**Given instruction a:** Reproduce the following lines from the collected data verbatim, starting at the line that contains "Detects the brick" and continuing through the final line of the collected data.

**Selection:**
* Start *

The reason I'm telling you this whole story is to me, when it comes to predictions, it's often less important whether you get the prediction right. Just a personal view, especially because experts are usually not very good at predictions to begin with. It's one of the paradox of expertise. To me, the biggest question is did you get it right for the right reasons? And you've been doing this all longer than I have. So you live through the history of the collapse of the Soviet Union and folks saying that they predicted it versus not. And you've also seen this recent episode the last year and a half. How do you reflect on this? What does it matter? Does it matter getting the predictions right or does it matter actually getting it right for the right reason?

Bill Wohlforth: Oh, I couldn't agree more. Actually, to be honest, this is an event, and I think this is widely perceived because of the broadcasting and dissemination of intelligence analysis by the United States before the war. This is widely perceived, I think in the general public, the New York Times-reading public as an episode in which the forecasting did pretty well compared to other cases. And I think that's not only true with respect to the actual prediction, I think it's true with respect to how those were expressed. So people tended to express them, I think, in careful ways. In your case, you're somebody who normally is very, very careful about forecasting. And so I know we all debate about credibility and reputation, but you had a reputation, at least I had been following you, of somebody who was quite careful. So when you were as clear as you were, and I know there were others as well in that lead-up to the war, that was a really important signal.

But absolutely what matters is if you are going to predict something happening, it matters the causal mechanism or the process through which you expect this is going to occur. So I remember the old days, everybody was talking about the collapse of the Soviet Union. And people were claiming, "Well, this guy predicted, that guy predicted it." And if you looked at actually some of the causes, I mean, Andrei Amalrik famously wrote a book called Will the Soviet Union Survive Until 1984? His causal mechanism was a war with China. So he was skeptical about the survival of the Soviet Union, but not for the right reasons.

* End *

**Given instruction b:**
Answer these questions using the interview:
(i) According to the first speaker, what are experts usually not very good at?
(ii) According to Bill Wohlforth, what did the United States broadcast and disseminate before the war?
(iii) What causal mechanism did Andrei Amalrik's book propose?

**Collected data:**
* Start *

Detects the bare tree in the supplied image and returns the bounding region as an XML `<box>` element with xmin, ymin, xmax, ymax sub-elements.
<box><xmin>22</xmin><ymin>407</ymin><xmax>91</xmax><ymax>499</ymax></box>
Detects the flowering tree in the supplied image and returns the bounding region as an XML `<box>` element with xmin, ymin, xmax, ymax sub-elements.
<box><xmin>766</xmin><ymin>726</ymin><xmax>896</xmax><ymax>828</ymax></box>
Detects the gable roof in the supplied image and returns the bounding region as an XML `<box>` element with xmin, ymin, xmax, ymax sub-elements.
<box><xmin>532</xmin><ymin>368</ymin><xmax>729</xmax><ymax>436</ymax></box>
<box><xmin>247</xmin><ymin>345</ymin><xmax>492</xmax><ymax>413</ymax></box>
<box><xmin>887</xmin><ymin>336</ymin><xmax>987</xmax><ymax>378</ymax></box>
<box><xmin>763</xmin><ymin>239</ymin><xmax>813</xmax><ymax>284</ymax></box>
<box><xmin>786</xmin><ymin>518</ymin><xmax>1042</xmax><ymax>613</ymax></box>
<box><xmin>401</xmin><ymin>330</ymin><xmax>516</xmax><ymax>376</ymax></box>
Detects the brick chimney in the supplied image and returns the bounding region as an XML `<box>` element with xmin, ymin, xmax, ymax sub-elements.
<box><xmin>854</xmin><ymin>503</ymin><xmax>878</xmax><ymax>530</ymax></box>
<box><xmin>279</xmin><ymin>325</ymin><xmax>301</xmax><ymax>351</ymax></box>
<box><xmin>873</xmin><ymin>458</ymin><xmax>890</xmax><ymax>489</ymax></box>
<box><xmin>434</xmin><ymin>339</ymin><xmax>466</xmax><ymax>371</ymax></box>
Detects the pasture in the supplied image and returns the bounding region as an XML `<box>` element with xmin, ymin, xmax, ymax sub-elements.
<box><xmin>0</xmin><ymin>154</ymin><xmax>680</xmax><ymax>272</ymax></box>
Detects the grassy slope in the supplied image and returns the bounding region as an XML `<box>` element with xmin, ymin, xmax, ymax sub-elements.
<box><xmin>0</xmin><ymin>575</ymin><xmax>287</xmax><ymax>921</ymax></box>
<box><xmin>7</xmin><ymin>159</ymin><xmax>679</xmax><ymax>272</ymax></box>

* End *

**Exercise response a:**
Detects the brick chimney in the supplied image and returns the bounding region as an XML `<box>` element with xmin, ymin, xmax, ymax sub-elements.
<box><xmin>854</xmin><ymin>503</ymin><xmax>878</xmax><ymax>530</ymax></box>
<box><xmin>279</xmin><ymin>325</ymin><xmax>301</xmax><ymax>351</ymax></box>
<box><xmin>873</xmin><ymin>458</ymin><xmax>890</xmax><ymax>489</ymax></box>
<box><xmin>434</xmin><ymin>339</ymin><xmax>466</xmax><ymax>371</ymax></box>
Detects the pasture in the supplied image and returns the bounding region as an XML `<box>` element with xmin, ymin, xmax, ymax sub-elements.
<box><xmin>0</xmin><ymin>154</ymin><xmax>680</xmax><ymax>272</ymax></box>
Detects the grassy slope in the supplied image and returns the bounding region as an XML `<box>` element with xmin, ymin, xmax, ymax sub-elements.
<box><xmin>0</xmin><ymin>575</ymin><xmax>287</xmax><ymax>921</ymax></box>
<box><xmin>7</xmin><ymin>159</ymin><xmax>679</xmax><ymax>272</ymax></box>

**Exercise response b:**
(i) Predictions.
(ii) Intelligence analysis.
(iii) A war with China.